**Task description**
Check every line below for the word "button" and copy the ones that have it.

Natural language region descriptions
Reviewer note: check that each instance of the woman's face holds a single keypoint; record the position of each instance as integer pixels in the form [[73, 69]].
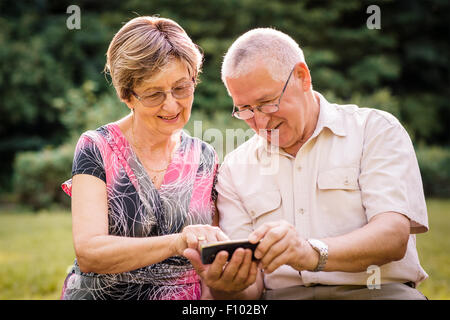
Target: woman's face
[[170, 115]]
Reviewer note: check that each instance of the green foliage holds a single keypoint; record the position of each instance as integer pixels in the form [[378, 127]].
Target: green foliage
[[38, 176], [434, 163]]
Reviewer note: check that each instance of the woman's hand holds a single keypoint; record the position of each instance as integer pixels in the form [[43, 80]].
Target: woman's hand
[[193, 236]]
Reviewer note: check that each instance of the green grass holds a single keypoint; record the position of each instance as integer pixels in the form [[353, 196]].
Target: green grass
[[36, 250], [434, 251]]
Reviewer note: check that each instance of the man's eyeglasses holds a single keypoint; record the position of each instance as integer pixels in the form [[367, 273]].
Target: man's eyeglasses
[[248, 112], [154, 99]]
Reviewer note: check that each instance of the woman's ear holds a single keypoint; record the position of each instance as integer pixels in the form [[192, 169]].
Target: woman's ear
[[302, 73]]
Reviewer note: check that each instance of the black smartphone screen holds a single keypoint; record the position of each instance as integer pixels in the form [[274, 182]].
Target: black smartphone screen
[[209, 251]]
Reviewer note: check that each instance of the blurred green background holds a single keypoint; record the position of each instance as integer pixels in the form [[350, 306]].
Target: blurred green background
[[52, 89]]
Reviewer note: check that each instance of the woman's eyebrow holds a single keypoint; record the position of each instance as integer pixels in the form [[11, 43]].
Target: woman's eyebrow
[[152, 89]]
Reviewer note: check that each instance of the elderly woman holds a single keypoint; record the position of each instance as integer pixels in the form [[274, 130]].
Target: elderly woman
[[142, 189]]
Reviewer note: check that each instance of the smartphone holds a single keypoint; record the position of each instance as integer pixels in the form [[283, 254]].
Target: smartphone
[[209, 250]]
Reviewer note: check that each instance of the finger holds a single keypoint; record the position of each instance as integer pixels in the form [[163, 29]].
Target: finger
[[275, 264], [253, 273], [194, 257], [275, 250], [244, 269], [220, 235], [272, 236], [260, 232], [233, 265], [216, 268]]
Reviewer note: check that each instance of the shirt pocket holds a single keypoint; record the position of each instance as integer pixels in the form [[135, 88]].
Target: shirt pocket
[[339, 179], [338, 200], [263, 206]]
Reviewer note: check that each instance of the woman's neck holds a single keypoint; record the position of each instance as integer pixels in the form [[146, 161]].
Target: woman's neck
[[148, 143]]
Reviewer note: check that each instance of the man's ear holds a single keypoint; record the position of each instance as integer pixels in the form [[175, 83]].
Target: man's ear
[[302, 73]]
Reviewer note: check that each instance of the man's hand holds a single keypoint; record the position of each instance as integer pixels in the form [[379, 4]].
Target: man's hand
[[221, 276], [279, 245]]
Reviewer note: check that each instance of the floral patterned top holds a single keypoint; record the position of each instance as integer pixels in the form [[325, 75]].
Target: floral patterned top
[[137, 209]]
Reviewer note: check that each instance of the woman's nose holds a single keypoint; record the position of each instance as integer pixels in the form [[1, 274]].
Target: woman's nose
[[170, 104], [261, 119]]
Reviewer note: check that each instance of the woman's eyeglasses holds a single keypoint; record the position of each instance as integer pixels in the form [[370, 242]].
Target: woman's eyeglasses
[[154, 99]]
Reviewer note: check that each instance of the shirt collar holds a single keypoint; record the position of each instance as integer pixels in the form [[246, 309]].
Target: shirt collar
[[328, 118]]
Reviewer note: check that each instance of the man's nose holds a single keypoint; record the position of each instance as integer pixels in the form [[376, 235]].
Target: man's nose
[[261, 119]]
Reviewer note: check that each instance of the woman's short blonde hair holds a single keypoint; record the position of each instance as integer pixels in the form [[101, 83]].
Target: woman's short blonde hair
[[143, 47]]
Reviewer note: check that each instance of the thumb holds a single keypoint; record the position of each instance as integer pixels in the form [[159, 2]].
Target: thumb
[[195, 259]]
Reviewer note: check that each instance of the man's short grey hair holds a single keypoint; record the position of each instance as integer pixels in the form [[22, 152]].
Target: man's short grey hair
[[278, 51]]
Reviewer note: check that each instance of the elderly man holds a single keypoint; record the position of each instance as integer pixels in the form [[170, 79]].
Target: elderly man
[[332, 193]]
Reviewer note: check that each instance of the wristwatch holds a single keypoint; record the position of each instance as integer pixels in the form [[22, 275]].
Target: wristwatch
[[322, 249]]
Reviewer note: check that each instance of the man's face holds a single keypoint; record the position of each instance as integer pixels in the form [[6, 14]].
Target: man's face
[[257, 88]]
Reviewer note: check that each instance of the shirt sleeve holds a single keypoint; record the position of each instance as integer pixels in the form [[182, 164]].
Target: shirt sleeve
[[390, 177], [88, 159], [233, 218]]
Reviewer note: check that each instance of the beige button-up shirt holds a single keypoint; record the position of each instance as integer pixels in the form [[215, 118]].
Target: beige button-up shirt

**Exercise result**
Reviewer note: check that each instance of the beige button-up shirt holds a single keypoint; record the position of each instance as integer pixels in the form [[215, 118]].
Target: beige button-up shirt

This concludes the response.